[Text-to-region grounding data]
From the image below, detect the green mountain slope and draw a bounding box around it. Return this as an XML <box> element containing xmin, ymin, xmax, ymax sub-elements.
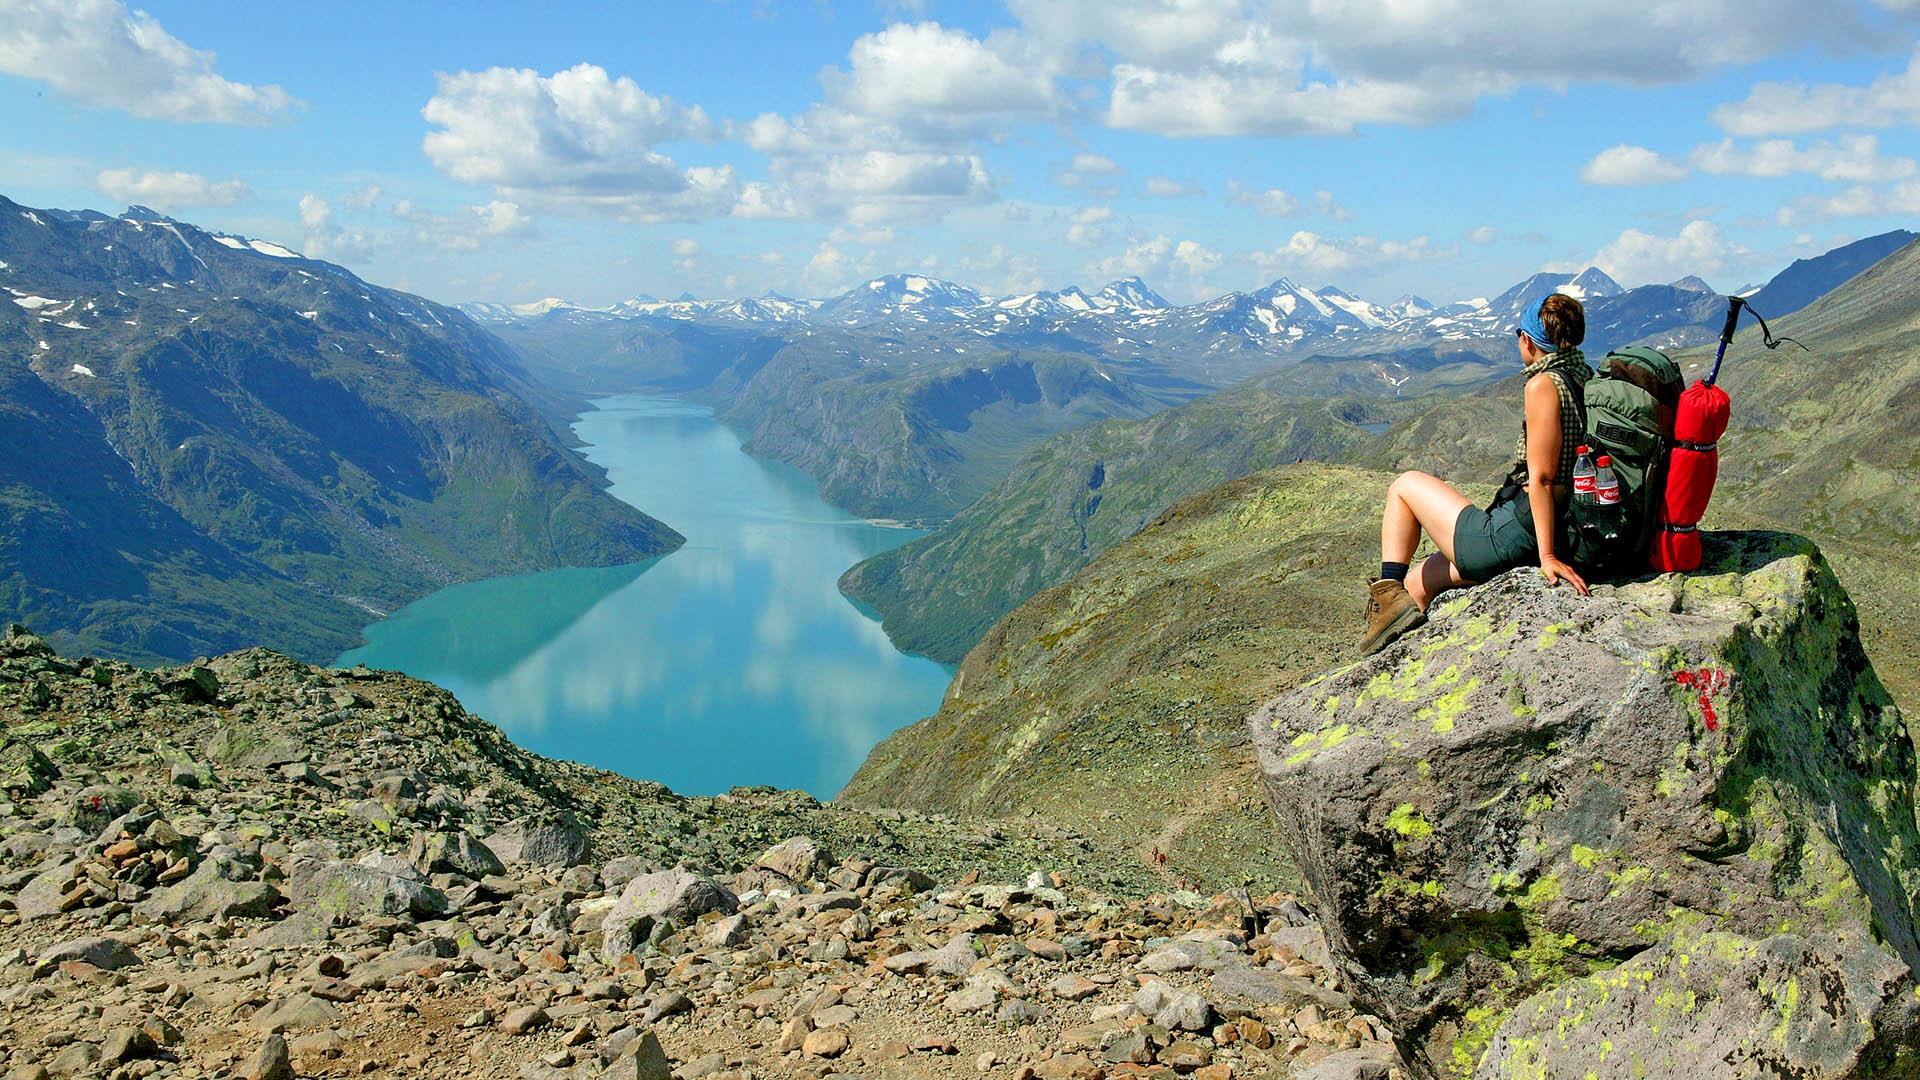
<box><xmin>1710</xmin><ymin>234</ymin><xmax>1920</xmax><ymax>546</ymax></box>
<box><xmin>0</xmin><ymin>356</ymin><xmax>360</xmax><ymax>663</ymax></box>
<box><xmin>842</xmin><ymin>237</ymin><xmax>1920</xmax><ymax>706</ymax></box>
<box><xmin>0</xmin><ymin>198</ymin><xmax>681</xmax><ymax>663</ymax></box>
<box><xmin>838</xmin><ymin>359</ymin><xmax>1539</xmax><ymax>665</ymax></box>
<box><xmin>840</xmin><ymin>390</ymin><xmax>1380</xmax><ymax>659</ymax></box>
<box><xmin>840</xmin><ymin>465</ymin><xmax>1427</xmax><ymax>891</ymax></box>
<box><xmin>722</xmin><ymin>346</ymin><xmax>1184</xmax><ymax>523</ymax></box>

* * *

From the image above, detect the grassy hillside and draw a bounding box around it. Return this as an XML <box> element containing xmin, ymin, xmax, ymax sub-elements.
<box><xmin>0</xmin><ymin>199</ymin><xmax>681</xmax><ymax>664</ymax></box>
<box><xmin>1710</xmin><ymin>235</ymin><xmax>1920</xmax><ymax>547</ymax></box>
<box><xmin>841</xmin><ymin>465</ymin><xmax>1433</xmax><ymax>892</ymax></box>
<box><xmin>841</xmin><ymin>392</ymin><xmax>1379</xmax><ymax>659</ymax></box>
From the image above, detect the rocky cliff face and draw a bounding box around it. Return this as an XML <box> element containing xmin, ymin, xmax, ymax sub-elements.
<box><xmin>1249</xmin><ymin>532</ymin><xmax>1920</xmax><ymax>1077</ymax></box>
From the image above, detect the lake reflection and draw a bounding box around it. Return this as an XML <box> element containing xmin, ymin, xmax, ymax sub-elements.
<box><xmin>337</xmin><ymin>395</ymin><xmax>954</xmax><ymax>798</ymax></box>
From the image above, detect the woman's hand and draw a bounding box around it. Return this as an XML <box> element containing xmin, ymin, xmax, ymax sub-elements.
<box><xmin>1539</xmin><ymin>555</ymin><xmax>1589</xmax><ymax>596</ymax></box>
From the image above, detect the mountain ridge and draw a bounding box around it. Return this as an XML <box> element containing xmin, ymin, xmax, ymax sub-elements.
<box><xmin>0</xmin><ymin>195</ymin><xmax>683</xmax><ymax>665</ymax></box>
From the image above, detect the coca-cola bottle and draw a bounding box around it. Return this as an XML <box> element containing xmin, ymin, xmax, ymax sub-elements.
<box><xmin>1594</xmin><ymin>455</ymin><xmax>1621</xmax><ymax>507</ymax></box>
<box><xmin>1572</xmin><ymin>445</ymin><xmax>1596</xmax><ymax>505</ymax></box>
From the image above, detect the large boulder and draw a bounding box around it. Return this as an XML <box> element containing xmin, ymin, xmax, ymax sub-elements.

--

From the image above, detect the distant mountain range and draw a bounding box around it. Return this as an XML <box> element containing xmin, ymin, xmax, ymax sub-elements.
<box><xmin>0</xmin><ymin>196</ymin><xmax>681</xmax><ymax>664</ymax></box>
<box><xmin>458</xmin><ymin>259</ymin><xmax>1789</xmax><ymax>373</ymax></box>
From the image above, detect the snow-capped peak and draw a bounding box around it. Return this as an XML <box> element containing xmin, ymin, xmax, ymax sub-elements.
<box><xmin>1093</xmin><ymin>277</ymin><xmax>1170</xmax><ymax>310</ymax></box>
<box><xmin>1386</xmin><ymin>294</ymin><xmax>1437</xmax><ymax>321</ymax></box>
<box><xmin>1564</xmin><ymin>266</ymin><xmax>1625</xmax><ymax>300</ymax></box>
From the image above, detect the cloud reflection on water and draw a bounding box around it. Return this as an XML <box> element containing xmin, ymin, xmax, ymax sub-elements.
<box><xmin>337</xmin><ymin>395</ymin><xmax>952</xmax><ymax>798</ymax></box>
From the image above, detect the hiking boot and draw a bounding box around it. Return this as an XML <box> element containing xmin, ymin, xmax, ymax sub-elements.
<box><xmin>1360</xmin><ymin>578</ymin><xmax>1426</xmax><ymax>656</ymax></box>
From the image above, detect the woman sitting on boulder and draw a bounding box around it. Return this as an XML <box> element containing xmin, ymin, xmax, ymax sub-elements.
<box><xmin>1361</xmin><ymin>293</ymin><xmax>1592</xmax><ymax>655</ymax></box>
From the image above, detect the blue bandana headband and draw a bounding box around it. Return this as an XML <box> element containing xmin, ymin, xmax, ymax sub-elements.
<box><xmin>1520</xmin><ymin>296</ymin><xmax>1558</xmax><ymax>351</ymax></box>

**What you are asked to do**
Beginning at the line with "From the image above, detect the grassy" and stopping after the line with "From the image above, detect the large", please write out every line of the data above exactly and nothing else.

**Task answer**
From the image above, detect the grassy hillside and draw a bounding box around it. Return this as an XML <box> element containing xmin, ymin, xmax, ymax sub-elements.
<box><xmin>0</xmin><ymin>199</ymin><xmax>681</xmax><ymax>664</ymax></box>
<box><xmin>1710</xmin><ymin>235</ymin><xmax>1920</xmax><ymax>547</ymax></box>
<box><xmin>841</xmin><ymin>465</ymin><xmax>1433</xmax><ymax>892</ymax></box>
<box><xmin>841</xmin><ymin>392</ymin><xmax>1379</xmax><ymax>659</ymax></box>
From the image above, detect the rocky cliff face and draw a bounding box around it. Return this as an XML <box> element containing xmin, ymin, xmax, ymax sub-elements.
<box><xmin>1249</xmin><ymin>532</ymin><xmax>1920</xmax><ymax>1077</ymax></box>
From the image above, detect the lake reflection and draw a bounding box around it. Return this as an XML <box> element containing xmin, ymin, xmax, ymax sub-elements.
<box><xmin>337</xmin><ymin>395</ymin><xmax>954</xmax><ymax>798</ymax></box>
From the image above, detect the woman's hand and draw a bounding box around it. Return this as an XML <box> element containing xmin, ymin, xmax, ymax sub-elements.
<box><xmin>1539</xmin><ymin>555</ymin><xmax>1589</xmax><ymax>596</ymax></box>
From the image above, detect the mountain ridge and draw a bounding box around it. Return this as an XML <box> element containing xmin, ymin, xmax, ymax sub-elements.
<box><xmin>0</xmin><ymin>195</ymin><xmax>683</xmax><ymax>665</ymax></box>
From the image above, detect the coca-cola bottle and draw a bounding box around it. Return this as an XML <box> element containing xmin, ymin, xmax, ymax sub-elements.
<box><xmin>1594</xmin><ymin>455</ymin><xmax>1621</xmax><ymax>507</ymax></box>
<box><xmin>1572</xmin><ymin>445</ymin><xmax>1596</xmax><ymax>505</ymax></box>
From the image above, detect the large boulder and draw a bounding box around it. Return this as an XML <box> element containing xmin, ymin, xmax, ymax sub-elements.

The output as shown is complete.